## Work instructions
In the Global Top 100 text, why did Amazon pass the $1tn mark after 31 March 2020? Answer in one to three sentences.

## Source document
[Start of section]
The Global Top 100 companies by market capitalisation
The Global Top 100 companies by market capitalisation performed strongly from March to December 2019 and still outperformed industry peers amid market volatility caused by COVID-19 in Q1 2020, according to new analysis by PwC.
PwC’s has analysed the Global Top 100 companies by market capitalisation for the period March-December 2019 as well as for the year to March 31 2020. This dual analysis seeks to provide a clearer picture of how the world’s biggest companies were performing before the COVID-19 crisis created an unprecedented impact on global markets and signs of how they responded in the early days of the crisis.
Ross Hunter, IPO Centre Leader at PwC, says,“In the nine months to 31 December 2019, the Global Top 100’s market capitalisation grew by an impressive 20%, including the boost from Saudi Aramco joining at the top of the list. In the following three months, whilst their overall value fell 15%, the companies within the Global Top 100 outperformed their industry indices, an early indication that investors value the defensive qualities of larger companies and their scope to both come through the crisis and invest in the post COVID-19 world.”
How different companies performed
Saudi Aramco joined the Global Top 100 this year in first place having undertaken the largest IPO in history in December 2019, and has retained this position since then.
Even with COVID-19 disruption, the market capitalisation of Microsoft and Apple each exceed $1tn as of March 2020. Amazon was valued at $971bn as of 31 March 2020 but has since exceeded the $1tn mark due to a surge in demand for online shopping created by movement restrictions put in place as a measure to contain COVID-19.
Only ten companies in the Global Top 100 saw an increase in market capitalisation from December 2019 to March 2020. These companies included:
- Netflix moving from being a top ten faller from March to December 2019 (market capitalisation -9%) to the second biggest riser through to March 2020 (+16%)
- Tesla which entered the Global Top 100 and was a top ten riser in both periods, with its market capitalisation doubling to $96bn
All regions experienced an increase in market capitalisation of the companies included in the Global Top 100 until December 2019, after which gains were wiped out in every country (excluding Saudi Arabia).
European companies in the Global Top 100 experienced the most significant reduction in relative terms in the three months to March 2020, with market capitalisation decreasing by 25% ($956bn).
UK companies in the Global Top 100, with a relatively high Oil & Gas sector weighting, gained a moderate 2% in March to December 2019, before seeing a 28% reduction in market capitalisation to March 2020.
The US continues to dominate the Global Top 100 in terms of number of companies in the list and market capitalisation, albeit with a $2,204bn (14%) reduction from December 2019-March 2020.
China and its regions, the second largest contributor to the Global Top 100 with 14 companies, lost one company in the year, widening the gap with the US.
[End of section]
## Free-text descriptions of objects
[Start of section]
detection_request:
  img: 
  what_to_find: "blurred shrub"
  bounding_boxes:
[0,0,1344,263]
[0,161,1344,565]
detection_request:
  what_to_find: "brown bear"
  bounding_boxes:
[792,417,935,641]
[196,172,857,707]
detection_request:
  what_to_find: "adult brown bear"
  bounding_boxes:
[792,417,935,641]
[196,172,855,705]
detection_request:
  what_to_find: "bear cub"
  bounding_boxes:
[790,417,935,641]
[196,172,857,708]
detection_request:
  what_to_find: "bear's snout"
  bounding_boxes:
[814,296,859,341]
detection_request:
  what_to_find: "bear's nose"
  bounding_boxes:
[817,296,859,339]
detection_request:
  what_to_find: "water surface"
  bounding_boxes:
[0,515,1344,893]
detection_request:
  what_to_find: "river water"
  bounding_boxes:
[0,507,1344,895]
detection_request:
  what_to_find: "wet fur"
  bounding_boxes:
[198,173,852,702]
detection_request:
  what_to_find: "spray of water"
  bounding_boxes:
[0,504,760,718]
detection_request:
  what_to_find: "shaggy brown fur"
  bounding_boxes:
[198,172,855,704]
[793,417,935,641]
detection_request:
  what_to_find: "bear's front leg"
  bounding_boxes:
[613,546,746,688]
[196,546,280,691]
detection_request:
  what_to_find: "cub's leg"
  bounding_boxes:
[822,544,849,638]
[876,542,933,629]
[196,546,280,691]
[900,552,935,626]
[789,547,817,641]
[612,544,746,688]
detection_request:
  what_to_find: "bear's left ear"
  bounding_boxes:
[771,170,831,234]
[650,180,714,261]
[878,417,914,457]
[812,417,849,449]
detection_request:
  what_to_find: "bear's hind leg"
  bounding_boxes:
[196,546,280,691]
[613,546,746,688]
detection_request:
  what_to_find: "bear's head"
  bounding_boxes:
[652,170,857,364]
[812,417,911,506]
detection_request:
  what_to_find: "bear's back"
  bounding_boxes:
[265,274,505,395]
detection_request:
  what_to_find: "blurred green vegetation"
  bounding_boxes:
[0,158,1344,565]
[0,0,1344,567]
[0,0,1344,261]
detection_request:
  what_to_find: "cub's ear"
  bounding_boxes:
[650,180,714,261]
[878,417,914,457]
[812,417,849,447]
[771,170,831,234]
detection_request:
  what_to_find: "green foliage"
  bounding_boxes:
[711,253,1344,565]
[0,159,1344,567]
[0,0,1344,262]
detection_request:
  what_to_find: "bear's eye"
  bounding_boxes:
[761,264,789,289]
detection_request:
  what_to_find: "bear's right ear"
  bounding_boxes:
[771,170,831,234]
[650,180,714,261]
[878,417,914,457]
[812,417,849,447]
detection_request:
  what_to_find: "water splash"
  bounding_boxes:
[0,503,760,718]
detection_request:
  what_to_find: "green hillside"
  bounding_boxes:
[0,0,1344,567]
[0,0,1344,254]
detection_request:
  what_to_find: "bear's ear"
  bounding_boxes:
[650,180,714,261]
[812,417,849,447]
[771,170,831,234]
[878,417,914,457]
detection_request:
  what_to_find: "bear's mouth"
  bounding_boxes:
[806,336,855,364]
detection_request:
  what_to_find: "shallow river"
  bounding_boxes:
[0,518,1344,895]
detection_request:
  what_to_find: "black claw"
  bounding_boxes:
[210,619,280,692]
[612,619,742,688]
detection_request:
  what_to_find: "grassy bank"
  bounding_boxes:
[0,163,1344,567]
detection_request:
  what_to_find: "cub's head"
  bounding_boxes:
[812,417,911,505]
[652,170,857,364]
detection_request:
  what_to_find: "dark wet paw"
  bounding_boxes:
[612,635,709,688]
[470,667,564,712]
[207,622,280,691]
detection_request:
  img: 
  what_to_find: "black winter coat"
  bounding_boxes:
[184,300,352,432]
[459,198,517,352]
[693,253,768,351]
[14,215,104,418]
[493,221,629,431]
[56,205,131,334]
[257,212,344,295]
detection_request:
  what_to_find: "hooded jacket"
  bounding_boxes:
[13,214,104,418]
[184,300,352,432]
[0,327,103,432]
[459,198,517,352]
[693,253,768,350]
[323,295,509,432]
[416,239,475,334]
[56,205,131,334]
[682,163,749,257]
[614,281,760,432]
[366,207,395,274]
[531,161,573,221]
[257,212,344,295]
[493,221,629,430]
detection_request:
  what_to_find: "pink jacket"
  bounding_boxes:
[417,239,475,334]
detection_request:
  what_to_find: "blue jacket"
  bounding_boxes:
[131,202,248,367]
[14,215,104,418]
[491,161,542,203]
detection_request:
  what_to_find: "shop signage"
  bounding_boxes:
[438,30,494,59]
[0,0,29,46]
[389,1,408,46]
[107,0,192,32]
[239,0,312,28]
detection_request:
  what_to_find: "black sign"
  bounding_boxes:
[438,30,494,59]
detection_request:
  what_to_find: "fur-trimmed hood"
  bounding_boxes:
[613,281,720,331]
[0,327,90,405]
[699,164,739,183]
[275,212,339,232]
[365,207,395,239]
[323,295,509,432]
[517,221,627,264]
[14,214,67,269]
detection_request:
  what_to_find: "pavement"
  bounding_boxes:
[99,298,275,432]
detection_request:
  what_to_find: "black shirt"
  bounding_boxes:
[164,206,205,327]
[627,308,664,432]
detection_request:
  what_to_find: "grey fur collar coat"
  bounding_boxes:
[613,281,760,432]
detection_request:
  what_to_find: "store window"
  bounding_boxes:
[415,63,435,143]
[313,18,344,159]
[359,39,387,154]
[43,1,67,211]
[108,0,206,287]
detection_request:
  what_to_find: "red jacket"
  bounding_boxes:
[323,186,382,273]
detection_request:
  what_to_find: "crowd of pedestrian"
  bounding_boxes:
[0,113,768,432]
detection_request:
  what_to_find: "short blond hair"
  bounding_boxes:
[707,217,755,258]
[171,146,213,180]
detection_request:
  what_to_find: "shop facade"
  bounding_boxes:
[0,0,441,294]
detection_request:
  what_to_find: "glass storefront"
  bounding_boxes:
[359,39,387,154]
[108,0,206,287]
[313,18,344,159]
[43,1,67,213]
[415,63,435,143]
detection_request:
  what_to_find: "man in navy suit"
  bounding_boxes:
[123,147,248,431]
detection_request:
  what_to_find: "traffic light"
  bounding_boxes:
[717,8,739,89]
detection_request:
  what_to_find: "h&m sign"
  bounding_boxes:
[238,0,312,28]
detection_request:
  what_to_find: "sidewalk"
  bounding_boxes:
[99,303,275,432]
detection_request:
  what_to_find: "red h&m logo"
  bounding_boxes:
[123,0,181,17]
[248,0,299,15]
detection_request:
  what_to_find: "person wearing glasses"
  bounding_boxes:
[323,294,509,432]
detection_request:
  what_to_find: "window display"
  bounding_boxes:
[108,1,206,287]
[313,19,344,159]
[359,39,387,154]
[End of section]
## Written answer
Amazon passed $1tn because demand for online shopping surged. The surge came from movement restrictions put in place to contain COVID-19. On 31 March 2020 it was valued at $971bn.